The records that follow are to be repeated exactly, in full.

======== Provided records ========

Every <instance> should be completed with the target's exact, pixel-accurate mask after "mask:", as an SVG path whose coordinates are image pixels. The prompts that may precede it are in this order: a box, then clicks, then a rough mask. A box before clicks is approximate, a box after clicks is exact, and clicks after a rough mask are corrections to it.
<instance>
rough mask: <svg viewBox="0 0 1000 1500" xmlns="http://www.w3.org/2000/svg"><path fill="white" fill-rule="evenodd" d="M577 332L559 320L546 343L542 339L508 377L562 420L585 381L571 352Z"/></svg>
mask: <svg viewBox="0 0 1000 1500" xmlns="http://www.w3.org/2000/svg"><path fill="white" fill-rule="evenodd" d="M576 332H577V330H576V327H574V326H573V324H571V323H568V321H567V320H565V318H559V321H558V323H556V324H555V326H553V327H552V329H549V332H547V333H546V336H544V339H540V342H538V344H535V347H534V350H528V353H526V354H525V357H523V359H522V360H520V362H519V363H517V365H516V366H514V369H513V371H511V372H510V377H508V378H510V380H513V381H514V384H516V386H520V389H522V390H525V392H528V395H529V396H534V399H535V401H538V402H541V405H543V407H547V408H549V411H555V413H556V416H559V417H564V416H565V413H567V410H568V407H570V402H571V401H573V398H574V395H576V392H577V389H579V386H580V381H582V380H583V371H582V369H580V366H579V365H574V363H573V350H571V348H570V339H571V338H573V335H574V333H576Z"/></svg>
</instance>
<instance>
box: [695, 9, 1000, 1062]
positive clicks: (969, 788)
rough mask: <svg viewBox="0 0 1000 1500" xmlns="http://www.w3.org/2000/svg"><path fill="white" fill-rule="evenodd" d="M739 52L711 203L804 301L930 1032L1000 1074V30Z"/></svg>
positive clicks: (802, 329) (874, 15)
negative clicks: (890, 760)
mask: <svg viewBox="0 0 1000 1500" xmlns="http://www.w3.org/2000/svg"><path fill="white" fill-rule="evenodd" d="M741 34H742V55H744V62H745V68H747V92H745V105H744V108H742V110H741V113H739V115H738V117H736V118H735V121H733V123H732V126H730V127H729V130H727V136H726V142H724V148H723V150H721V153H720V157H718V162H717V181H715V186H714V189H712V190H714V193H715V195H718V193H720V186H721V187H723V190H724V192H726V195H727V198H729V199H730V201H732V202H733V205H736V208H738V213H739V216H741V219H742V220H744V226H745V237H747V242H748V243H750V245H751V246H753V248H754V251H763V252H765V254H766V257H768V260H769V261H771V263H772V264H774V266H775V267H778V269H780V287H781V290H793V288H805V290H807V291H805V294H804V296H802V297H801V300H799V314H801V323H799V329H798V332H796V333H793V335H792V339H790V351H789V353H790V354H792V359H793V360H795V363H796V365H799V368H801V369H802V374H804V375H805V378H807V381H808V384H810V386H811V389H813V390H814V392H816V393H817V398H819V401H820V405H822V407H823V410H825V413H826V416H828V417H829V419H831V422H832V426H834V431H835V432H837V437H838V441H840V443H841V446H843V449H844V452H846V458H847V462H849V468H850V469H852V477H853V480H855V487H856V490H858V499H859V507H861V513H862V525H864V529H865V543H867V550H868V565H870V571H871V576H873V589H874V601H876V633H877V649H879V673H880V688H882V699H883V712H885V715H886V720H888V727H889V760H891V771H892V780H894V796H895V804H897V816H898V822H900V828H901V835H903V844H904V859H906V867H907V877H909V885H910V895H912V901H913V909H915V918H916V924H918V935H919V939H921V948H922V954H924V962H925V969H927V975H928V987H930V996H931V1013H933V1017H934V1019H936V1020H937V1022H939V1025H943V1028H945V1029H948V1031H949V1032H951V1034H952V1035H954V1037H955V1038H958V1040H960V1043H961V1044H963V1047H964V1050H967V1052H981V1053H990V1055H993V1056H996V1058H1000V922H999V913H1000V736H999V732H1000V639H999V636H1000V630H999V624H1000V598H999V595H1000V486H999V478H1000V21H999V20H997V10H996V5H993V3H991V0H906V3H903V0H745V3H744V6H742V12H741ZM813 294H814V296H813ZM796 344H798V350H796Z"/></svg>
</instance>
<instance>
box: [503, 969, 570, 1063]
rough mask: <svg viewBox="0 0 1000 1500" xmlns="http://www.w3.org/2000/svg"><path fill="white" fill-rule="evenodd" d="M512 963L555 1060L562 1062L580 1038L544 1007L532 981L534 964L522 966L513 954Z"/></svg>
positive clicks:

========

* [Result of this task]
Every <instance> should be completed with the target's exact, pixel-accurate mask after "mask:", as an SVG path whose coordinates are image pixels. The prompts that may precede it are in this order: a box, then clicks, then a rough mask. A box before clicks is approximate, a box after clicks is exact, and clicks after a rough mask are corrections to it.
<instance>
rough mask: <svg viewBox="0 0 1000 1500" xmlns="http://www.w3.org/2000/svg"><path fill="white" fill-rule="evenodd" d="M577 332L559 320L546 343L542 339L508 377L562 420L585 381L571 352Z"/></svg>
mask: <svg viewBox="0 0 1000 1500" xmlns="http://www.w3.org/2000/svg"><path fill="white" fill-rule="evenodd" d="M576 332H577V330H576V327H574V326H573V324H571V323H568V321H567V320H565V318H559V321H558V323H556V324H555V326H553V327H552V329H549V332H547V333H546V336H544V339H540V342H538V344H535V347H534V350H528V353H526V354H525V357H523V359H522V360H520V362H519V363H517V365H516V366H514V369H513V371H511V372H510V377H508V378H510V380H513V381H514V384H516V386H520V389H522V390H525V392H528V395H529V396H534V399H535V401H538V402H541V405H543V407H547V408H549V411H555V413H556V416H559V417H564V416H565V413H567V410H568V407H570V402H571V401H573V398H574V395H576V392H577V389H579V386H580V381H582V380H583V371H582V369H580V366H579V365H574V363H573V350H571V348H570V339H571V338H573V335H574V333H576Z"/></svg>
</instance>
<instance>
box: [695, 9, 1000, 1062]
positive clicks: (969, 788)
rough mask: <svg viewBox="0 0 1000 1500" xmlns="http://www.w3.org/2000/svg"><path fill="white" fill-rule="evenodd" d="M739 52L711 203L804 301L930 1032L1000 1074V30Z"/></svg>
positive clicks: (802, 329) (874, 15)
negative clicks: (890, 760)
mask: <svg viewBox="0 0 1000 1500" xmlns="http://www.w3.org/2000/svg"><path fill="white" fill-rule="evenodd" d="M741 34H742V55H744V62H745V68H747V92H745V105H744V108H742V110H741V113H739V115H738V117H736V118H735V121H733V123H732V126H730V127H729V130H727V136H726V142H724V148H723V150H721V153H720V157H718V162H717V181H715V186H714V189H712V190H714V193H715V195H718V193H720V186H721V187H723V190H724V192H726V195H727V198H729V199H730V201H732V202H733V205H736V208H738V213H739V216H741V219H742V220H744V226H745V237H747V242H748V243H750V245H751V246H753V248H754V251H763V252H765V254H766V257H768V260H769V261H771V263H772V264H774V266H775V267H778V269H780V287H781V290H793V288H805V290H807V291H805V294H804V296H802V297H801V300H799V314H801V323H799V329H798V332H796V333H793V335H792V339H790V351H789V353H790V354H792V359H793V360H795V363H796V365H799V368H801V369H802V374H804V375H805V378H807V381H808V384H810V386H811V389H813V390H814V392H816V393H817V398H819V401H820V405H822V407H823V410H825V413H826V416H828V417H829V419H831V422H832V426H834V431H835V432H837V437H838V441H840V443H841V446H843V449H844V452H846V458H847V462H849V468H850V469H852V477H853V480H855V487H856V490H858V499H859V507H861V513H862V525H864V529H865V543H867V550H868V565H870V571H871V576H873V589H874V601H876V633H877V649H879V673H880V688H882V699H883V712H885V715H886V720H888V727H889V760H891V771H892V780H894V796H895V804H897V816H898V822H900V828H901V835H903V844H904V859H906V867H907V877H909V885H910V895H912V901H913V909H915V918H916V924H918V935H919V939H921V948H922V954H924V962H925V969H927V975H928V987H930V996H931V1013H933V1017H934V1019H936V1020H937V1022H939V1025H943V1028H945V1029H948V1031H949V1032H951V1034H952V1035H954V1037H955V1038H958V1040H960V1043H961V1044H963V1047H964V1050H967V1052H981V1053H990V1055H993V1056H996V1058H1000V922H999V913H1000V736H999V732H1000V639H999V636H1000V630H999V624H1000V598H999V595H1000V486H999V478H1000V21H999V20H997V10H996V5H993V3H991V0H906V3H903V0H745V3H744V6H742V12H741ZM813 294H814V296H813ZM796 344H798V350H796Z"/></svg>
</instance>
<instance>
box: [503, 969, 570, 1063]
rough mask: <svg viewBox="0 0 1000 1500" xmlns="http://www.w3.org/2000/svg"><path fill="white" fill-rule="evenodd" d="M512 963L555 1060L562 1062L580 1038L544 1007L532 981L534 964L522 966L513 954Z"/></svg>
positive clicks:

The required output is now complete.